> **Consigne écrite A**: Pouvez-vous réécrire plus brièvement le paragraphe du texte présenté qui commence par « Et c’est pour le maintien », en conservant ses faits principaux ?
> **Consigne écrite B**: Pouvez-vous résumer le texte présenté en deux phrases ?

> **Texte présenté**:
------------------------------------
Et c’est pour le maintien d’une oppression aussi monstrueuse que travaillent à présent nos lâches pacifistes, en s’efforçant de rendre impossible tout envoi d’armes et de munitions destinées aux Alliés ! Et nous songeons qu’il y a eu un temps où les Américains s’enorgueillissaient de soutenir Kossuth et Garibaldi, où ils souscrivaient des sommes considérables pour les victimes de l’oppression en Irlande et en Pologne, un temps où toute nation injustement opprimée était sûre d’éveiller leur active sympathie ! Ces Américains d’une espèce désormais éteinte ont dû frémir douloureusement dans leurs tombeaux, en apprenant que de prétendus amis de la paix étaient en train d’agir maintenant au profit d’un peuple d’oppresseurs qui venaient de fouler aux pieds le corps et l’âme de la paisible, inoffensive, et loyale Belgique !
------------------------------------
> **Extrait de données**:
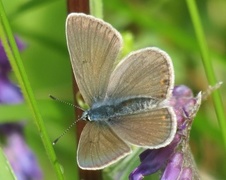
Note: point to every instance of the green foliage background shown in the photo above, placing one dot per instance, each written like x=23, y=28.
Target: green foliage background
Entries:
x=164, y=24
------------------------------------
> **Corrigé A**: Nos lâches pacifistes travaillent aujourd’hui à maintenir cette oppression monstrueuse en cherchant à empêcher tout envoi d’armes et de munitions aux Alliés. Autrefois, les Américains étaient fiers de soutenir Kossuth et Garibaldi. Ils versaient des sommes considérables aux victimes de l’oppression en Irlande et en Pologne, et toute nation injustement opprimée pouvait compter sur leur sympathie active. Ces Américains disparus ont dû frémir dans leurs tombeaux en apprenant que de prétendus amis de la paix servent un peuple d’oppresseurs qui vient d’écraser la Belgique paisible, inoffensive et loyale.

> **Corrigé B**: Le texte accuse les pacifistes de soutenir une oppression monstrueuse en s’efforçant d’empêcher l’envoi d’armes et de munitions aux Alliés. Il rappelle qu’autrefois les Américains soutenaient Kossuth, Garibaldi et les nations opprimées, et affirme que ces Américains ont dû frémir dans leurs tombeaux en apprenant que de prétendus amis de la paix agissaient au profit des oppresseurs de la Belgique.